Questions on the material:
1. Summarize the article on the FDA bisphenol A study in two sentences.
2. Repeat word for word everything in the article on the FDA bisphenol A study from "Delclos, K.B. et" down to "February 3, 2014).".

Page excerpt:
*** Block opens ***

A new study published on February 4, 2014 in the peer-reviewed scientific journal Toxicological Sciences did not find health effects of low dose bisphenol A (BPA) exposure in Sprague-Dawley rats (Delclos et al. 2014). While the scientists from the U.S Food and Drug Administration (FDA) detected lower body weight, abnormal female reproductive development and changes in hormone levels in highly exposed rats, none of these effects were found in the low dose groups. Delclos and colleagues concluded that according to their experiment there are no effects different from normal background variation at doses from 2.5 to 2,700 μg/kg body weight/day.
In an article published February 13, 2013 by the online news agent Environmental Health News Laura Vandenberg, assistant professor at the University of Massachusetts, Amherst, U.S., is cited considering the study flawed. Due to its limitation to 90 days, the study was unable to assess disease development later in life. Also, not all relevant endpoints, such as the developing brain were considered. Further, Delclos and colleagues measured equally high blood BPA levels in their controls as the lowest dose group and concluded that this calls into question the relevance of positive findings reported by other studies. Vandenberg points out, that the lack of an effective control group, precludes conclusions based on the higher dose groups and stresses that other studies have been able to keep their controls clean from contamination. Joe Braun, epidemiologist and visiting scientist at Harvard University, adds in the article that FDA research should investigate whether BPA exposure may cause neurological effects, as indicated by other research.
Brian Bienkowsky (February, 13 2014). “New BPA experiment finds no low-dose effects, FDA says.” Environmental Health News.
Delclos, K.B. et al. (2014). “Toxicity evaluation of bisphenol A administered by gavage to Sprague-Dawley rats from gestation day 6 through postnatal day 90.” Toxicological Sciences (published online February 3, 2014).

*** Block closes ***

Record excerpts:
*** Block opens ***

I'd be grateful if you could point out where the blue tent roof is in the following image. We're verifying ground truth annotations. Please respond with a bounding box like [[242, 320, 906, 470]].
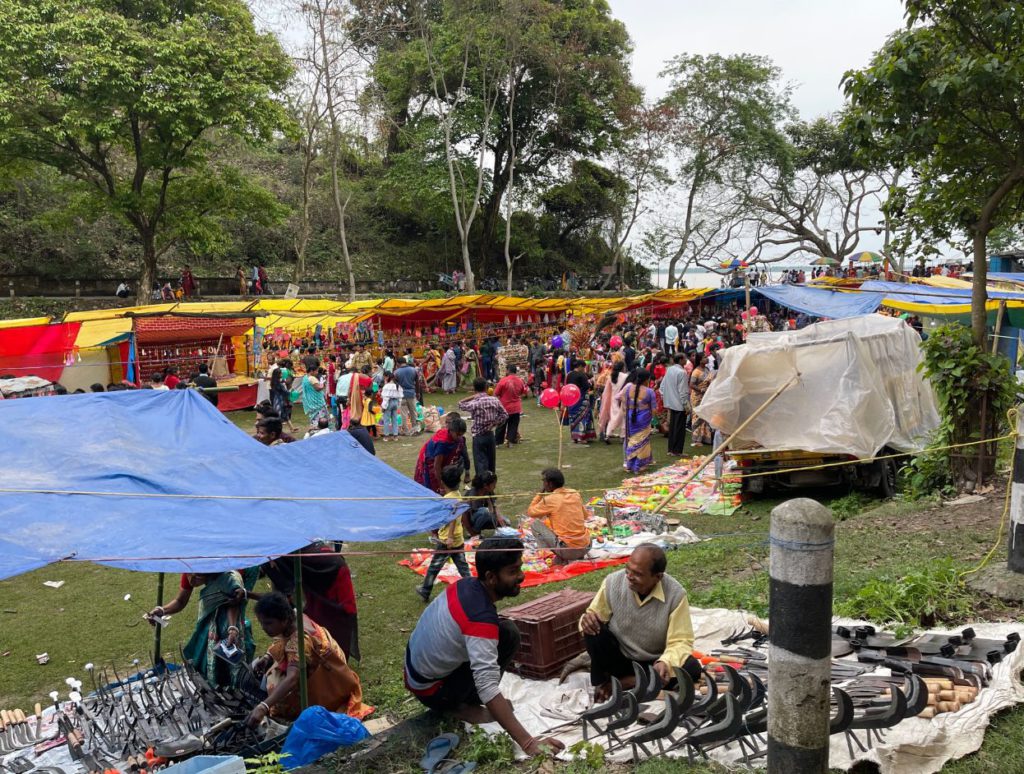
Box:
[[0, 390, 457, 579], [860, 280, 1024, 304], [751, 285, 882, 319]]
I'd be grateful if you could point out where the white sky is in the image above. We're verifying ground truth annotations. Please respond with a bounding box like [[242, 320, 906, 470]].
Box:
[[608, 0, 903, 119]]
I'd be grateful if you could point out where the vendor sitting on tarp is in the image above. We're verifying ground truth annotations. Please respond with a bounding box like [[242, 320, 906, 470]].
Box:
[[404, 538, 563, 756], [146, 567, 259, 687], [248, 592, 374, 726], [580, 543, 700, 701], [526, 468, 590, 564]]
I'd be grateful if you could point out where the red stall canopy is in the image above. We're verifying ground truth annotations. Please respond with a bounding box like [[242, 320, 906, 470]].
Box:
[[0, 323, 82, 382]]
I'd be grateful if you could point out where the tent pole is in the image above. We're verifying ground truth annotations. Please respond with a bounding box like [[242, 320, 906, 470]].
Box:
[[153, 572, 164, 669], [295, 557, 309, 712]]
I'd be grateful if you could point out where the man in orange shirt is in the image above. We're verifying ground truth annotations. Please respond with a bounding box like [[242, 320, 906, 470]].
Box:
[[526, 468, 590, 564]]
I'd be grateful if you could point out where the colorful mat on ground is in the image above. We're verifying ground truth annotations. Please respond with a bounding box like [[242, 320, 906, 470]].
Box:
[[590, 457, 741, 516], [398, 516, 629, 589], [398, 508, 699, 588]]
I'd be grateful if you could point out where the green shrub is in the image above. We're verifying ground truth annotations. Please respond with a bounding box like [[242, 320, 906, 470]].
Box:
[[836, 559, 973, 636]]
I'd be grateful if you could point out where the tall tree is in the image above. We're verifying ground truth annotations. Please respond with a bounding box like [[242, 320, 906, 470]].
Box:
[[601, 105, 669, 290], [353, 0, 639, 273], [744, 119, 891, 261], [0, 0, 291, 301], [300, 0, 362, 301], [658, 54, 793, 287], [845, 0, 1024, 347]]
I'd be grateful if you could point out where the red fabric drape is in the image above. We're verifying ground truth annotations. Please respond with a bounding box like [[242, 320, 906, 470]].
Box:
[[0, 323, 82, 382]]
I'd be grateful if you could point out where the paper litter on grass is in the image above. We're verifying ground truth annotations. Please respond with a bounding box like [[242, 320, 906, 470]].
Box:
[[482, 607, 1024, 774]]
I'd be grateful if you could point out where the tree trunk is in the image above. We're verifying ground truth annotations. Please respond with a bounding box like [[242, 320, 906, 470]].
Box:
[[971, 229, 988, 349], [135, 228, 157, 306], [460, 238, 476, 293]]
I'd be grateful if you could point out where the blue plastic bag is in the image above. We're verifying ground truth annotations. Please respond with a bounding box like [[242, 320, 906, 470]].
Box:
[[281, 706, 370, 769]]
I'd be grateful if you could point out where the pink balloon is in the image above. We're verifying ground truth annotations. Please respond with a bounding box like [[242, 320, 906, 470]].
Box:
[[541, 387, 558, 409], [559, 384, 580, 406]]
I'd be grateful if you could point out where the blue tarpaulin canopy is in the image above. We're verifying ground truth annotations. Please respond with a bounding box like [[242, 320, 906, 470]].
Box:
[[0, 390, 457, 579], [751, 285, 883, 319], [860, 280, 1024, 304]]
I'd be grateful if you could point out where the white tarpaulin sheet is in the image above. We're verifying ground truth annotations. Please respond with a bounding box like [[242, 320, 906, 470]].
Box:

*** Block closes ***

Results:
1. A study by FDA scientists in Toxicological Sciences found lower body weight, abnormal female reproductive development and hormone changes in rats highly exposed to bisphenol A (BPA) but none of these effects in the low dose groups, and it concluded there were no effects different from normal background variation at doses from 2.5 to 2,700 μg/kg body weight/day. In Environmental Health News, Laura Vandenberg calls the study flawed because of its 90-day limit, its omission of endpoints such as the developing brain and its lack of an effective control group, while Joe Braun says FDA research should investigate whether BPA exposure may cause neurological effects.

2.
Delclos, K.B. et al. (2014). “Toxicity evaluation of bisphenol A administered by gavage to Sprague-Dawley rats from gestation day 6 through postnatal day 90.” Toxicological Sciences (published online February 3, 2014).